* **ASSIGNMENT**: Can you quote the lines below exactly, starting at the line with "the gas stove" and going through the last one?

* **RECORDS SUPPLIED**:
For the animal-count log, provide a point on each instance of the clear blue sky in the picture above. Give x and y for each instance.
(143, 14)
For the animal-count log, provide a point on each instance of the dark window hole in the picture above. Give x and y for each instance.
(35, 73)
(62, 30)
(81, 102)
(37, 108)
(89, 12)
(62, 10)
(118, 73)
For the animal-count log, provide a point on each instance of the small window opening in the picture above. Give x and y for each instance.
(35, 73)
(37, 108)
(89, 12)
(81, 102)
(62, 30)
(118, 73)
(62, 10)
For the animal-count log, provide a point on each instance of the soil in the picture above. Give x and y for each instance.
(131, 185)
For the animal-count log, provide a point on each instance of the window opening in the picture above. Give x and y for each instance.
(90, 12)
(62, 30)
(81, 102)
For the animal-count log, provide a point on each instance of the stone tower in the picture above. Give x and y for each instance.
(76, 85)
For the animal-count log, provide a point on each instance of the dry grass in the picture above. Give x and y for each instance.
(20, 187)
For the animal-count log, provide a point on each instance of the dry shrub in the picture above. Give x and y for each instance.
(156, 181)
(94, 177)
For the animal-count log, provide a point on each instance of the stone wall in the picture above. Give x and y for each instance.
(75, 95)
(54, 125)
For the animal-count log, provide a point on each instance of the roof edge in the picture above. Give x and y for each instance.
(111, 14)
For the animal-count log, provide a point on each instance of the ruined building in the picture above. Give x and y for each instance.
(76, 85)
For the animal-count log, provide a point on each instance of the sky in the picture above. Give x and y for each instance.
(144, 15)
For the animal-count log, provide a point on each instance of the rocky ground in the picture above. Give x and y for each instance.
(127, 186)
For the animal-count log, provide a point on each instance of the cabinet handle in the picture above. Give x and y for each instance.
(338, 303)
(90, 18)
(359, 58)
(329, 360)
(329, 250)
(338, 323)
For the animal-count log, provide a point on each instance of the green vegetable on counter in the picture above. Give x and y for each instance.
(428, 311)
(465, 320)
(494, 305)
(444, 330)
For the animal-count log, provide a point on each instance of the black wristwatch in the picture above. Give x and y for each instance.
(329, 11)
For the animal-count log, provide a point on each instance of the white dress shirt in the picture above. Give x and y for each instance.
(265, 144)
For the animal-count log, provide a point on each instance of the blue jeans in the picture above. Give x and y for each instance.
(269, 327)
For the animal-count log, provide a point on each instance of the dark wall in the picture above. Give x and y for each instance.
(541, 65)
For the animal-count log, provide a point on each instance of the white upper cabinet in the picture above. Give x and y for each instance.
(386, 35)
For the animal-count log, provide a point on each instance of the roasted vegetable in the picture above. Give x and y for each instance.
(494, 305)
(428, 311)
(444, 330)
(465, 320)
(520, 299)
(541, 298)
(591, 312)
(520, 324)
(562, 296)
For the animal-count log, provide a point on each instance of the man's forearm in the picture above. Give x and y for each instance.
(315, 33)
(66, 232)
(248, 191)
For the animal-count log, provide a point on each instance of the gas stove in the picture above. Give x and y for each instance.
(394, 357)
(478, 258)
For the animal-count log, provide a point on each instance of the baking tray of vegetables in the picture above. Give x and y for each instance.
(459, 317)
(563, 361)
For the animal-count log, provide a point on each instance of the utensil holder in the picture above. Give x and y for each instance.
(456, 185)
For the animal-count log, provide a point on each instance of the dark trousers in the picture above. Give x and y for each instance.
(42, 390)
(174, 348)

* **RESULT FOR THIS TASK**:
For the animal-count log, provide a point on each instance of the gas stove in the picture above. Give x and y for each instance.
(394, 357)
(478, 258)
For the animal-count log, provide a point on each instance of the baking tray of vegetables in the picture above. Give x and y for each instance.
(459, 317)
(563, 361)
For the animal-count log, provide a point on each instance of the utensil holder in the picture above. Give x and y for each instance.
(456, 185)
For the animal-count log, provide a point on each instance of the dark trousers in the picture above. Give x and y for each instance.
(42, 390)
(174, 348)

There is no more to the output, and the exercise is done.